== Supplied passage ==
How To Stop Feeling Guilty All The Time

How To Stop Feeling Guilty All The Time

Spend a lot of time feeling guilty? If so, you’re not alone. Whether it’s because you’ve snacked all morning, not spent enough time with your kids, or shouted at your partner unnecessarily, constant feelings of guilt are common these days – especially among women. The pressure and negativity around this emotion could be harming our wellbeing, so we spoke to the experts about keeping it in check…

Guilt is a common feeling for many of us. You may feel guilty for saying the wrong thing to your partner, for double booking and cancelling on a friend, for eating a chocolate bar instead of a handful of nuts, or for missing your morning workout. You may even feel guilty about much larger issues: you have more money than others; there are children in the world with no access to education; there are women with no access to sanitary wear. Dwell too much on these feelings and they can become overwhelming.

Guilt is a healthy and natural part of being human, says psychotherapist and counsellor Deborah Maloney-Marsden. “It shows us where we have had to make a hard choice and, with hard choices, difficult feelings arise,” she explains.
===
== Raw data ==
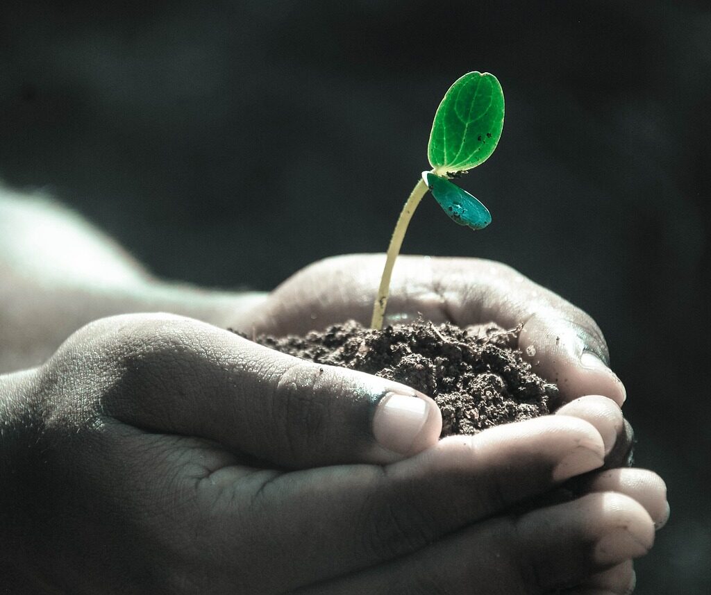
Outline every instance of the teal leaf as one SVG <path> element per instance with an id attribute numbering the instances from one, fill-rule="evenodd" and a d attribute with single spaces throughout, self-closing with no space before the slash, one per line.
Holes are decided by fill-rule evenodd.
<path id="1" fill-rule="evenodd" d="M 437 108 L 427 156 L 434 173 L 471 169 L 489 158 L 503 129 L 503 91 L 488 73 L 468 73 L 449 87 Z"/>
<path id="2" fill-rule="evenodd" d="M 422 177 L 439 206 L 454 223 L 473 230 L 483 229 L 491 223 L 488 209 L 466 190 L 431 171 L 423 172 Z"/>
===
Requirement:
In the article on guilt, who says guilt is a healthy and natural part of being human? The lines above are separate material with no connection to the article on guilt.

Expected output:
Psychotherapist and counsellor Deborah Maloney-Marsden.